Il CESE plaude al miglioramento delle informazioni per i richiedenti asilo previsto da tali regolamenti riguardo alla procedura di domanda e ai relativi diritti e doveri, poiché ciò consentirà loro di meglio tutelare detti diritti. Il diritto di ricorso è reso più efficace dal fatto di specificare la sua portata e un termine temporale armonizzato entro il quale l'organo giurisdizionale deve decidere. Inoltre, le regole sui mezzi di impugnazione sono state adeguate per accelerare e armonizzare considerevolmente la procedura di ricorso.

1.4.

Il CESE constata inoltre con grande soddisfazione che il diritto alla vita privata e alla vita familiare e i diritti dei minori non accompagnati sono rafforzati dall'estensione dell'ambito di applicazione in modo da includere fratelli/sorelle e le famiglie formatesi nei paesi di transito tra i criteri per il ricongiungimento familiare e dall'applicazione del principio dell'interesse superiore dei minori.

1.5.

Il CESE riconosce l'importanza delle proposte aventi lo status giuridico di regolamento che, diversamente da una direttiva, è vincolante nella sua integralità e direttamente applicabile negli Stati membri conformemente ai Trattati. Tuttavia, tutti i pertinenti regolamenti proposti devono essere adottati in contemporanea per poter costituire una politica a pieno titolo: qualora uno di essi non fosse adottato, vi sarebbero gravi ripercussioni per l'attuazione degli altri. Inoltre, la mancata osservanza — in passato — di normative UE vincolanti da parte di taluni Stati membri lascia ampio spazio a dubbi circa l'attuazione di molte delle disposizioni dei regolamenti proposti.

━━━

## Consegna 1
Secondo l'estratto, per quale motivo tutti i regolamenti proposti vanno adottati in contemporanea? Rispondi in una o due frasi.
## Consegna 2
Ricopia fedelmente il passo dell'estratto da "Il CESE riconosce" a "dei regolamenti proposti.".

━━━

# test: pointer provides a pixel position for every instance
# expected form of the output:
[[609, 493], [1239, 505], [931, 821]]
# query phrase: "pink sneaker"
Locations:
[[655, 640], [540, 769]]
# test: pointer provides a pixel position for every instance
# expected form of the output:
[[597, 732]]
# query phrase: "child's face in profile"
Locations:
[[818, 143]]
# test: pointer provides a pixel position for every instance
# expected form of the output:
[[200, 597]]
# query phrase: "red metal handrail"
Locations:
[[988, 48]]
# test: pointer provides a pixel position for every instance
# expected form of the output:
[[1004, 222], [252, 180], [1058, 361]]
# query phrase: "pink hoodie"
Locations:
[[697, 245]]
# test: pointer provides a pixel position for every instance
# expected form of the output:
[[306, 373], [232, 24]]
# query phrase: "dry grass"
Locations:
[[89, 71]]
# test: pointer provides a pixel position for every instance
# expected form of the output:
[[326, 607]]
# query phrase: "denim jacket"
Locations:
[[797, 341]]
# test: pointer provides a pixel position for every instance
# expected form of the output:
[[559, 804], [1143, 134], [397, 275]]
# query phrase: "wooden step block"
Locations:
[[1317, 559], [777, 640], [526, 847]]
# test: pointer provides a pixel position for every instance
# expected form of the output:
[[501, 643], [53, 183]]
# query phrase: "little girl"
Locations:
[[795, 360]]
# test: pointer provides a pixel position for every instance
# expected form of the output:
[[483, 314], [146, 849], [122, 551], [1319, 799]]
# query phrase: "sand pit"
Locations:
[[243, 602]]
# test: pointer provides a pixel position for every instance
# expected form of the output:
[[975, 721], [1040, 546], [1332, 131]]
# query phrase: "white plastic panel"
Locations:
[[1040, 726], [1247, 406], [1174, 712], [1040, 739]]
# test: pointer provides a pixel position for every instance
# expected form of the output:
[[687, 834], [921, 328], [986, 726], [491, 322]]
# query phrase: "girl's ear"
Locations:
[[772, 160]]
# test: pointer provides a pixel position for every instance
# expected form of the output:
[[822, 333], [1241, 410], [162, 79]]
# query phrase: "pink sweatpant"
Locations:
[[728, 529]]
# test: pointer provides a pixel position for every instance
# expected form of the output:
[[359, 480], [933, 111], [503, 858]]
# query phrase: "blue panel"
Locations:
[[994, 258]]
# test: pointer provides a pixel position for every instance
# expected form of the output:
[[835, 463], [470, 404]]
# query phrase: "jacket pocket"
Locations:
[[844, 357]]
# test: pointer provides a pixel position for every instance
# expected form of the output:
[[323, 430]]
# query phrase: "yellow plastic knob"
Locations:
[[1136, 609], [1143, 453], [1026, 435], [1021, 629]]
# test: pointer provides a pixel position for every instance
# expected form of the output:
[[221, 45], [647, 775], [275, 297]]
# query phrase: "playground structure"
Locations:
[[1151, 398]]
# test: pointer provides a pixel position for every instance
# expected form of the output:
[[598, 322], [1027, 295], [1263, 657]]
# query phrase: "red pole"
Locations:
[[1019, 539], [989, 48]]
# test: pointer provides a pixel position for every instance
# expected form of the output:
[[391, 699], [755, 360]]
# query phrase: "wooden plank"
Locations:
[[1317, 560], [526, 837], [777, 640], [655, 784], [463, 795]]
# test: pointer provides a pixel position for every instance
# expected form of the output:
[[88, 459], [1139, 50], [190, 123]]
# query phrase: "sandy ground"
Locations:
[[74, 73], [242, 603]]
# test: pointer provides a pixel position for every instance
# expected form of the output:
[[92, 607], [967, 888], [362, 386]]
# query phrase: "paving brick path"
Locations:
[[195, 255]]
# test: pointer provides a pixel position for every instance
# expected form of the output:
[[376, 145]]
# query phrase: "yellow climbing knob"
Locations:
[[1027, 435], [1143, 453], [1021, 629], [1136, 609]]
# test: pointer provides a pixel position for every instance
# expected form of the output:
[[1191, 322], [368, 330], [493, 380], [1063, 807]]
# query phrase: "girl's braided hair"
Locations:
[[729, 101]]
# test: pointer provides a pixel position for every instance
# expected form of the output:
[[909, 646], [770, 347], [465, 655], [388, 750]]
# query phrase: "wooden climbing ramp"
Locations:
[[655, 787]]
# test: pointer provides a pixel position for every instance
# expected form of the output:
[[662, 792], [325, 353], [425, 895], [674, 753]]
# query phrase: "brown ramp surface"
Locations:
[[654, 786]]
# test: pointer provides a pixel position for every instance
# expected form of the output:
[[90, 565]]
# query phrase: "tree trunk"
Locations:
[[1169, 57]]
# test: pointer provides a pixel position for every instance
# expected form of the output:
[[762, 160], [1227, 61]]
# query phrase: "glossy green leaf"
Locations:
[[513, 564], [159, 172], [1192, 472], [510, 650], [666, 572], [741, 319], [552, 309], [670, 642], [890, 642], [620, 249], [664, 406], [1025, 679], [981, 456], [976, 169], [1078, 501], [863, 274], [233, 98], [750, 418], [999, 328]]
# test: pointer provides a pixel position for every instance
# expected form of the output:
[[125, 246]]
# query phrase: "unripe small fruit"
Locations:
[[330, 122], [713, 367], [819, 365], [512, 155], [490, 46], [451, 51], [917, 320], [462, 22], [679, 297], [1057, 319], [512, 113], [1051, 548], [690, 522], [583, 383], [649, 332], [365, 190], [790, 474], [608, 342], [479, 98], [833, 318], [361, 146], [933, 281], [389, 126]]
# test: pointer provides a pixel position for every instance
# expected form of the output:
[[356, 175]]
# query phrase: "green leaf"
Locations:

━━━

## Risposta 1
Vanno adottati in contemporanea per poter costituire una politica a pieno titolo. Se uno di essi non fosse adottato, l'attuazione degli altri subirebbe gravi ripercussioni.

## Risposta 2
Il CESE riconosce l'importanza delle proposte aventi lo status giuridico di regolamento che, diversamente da una direttiva, è vincolante nella sua integralità e direttamente applicabile negli Stati membri conformemente ai Trattati. Tuttavia, tutti i pertinenti regolamenti proposti devono essere adottati in contemporanea per poter costituire una politica a pieno titolo: qualora uno di essi non fosse adottato, vi sarebbero gravi ripercussioni per l'attuazione degli altri. Inoltre, la mancata osservanza — in passato — di normative UE vincolanti da parte di taluni Stati membri lascia ampio spazio a dubbi circa l'attuazione di molte delle disposizioni dei regolamenti proposti.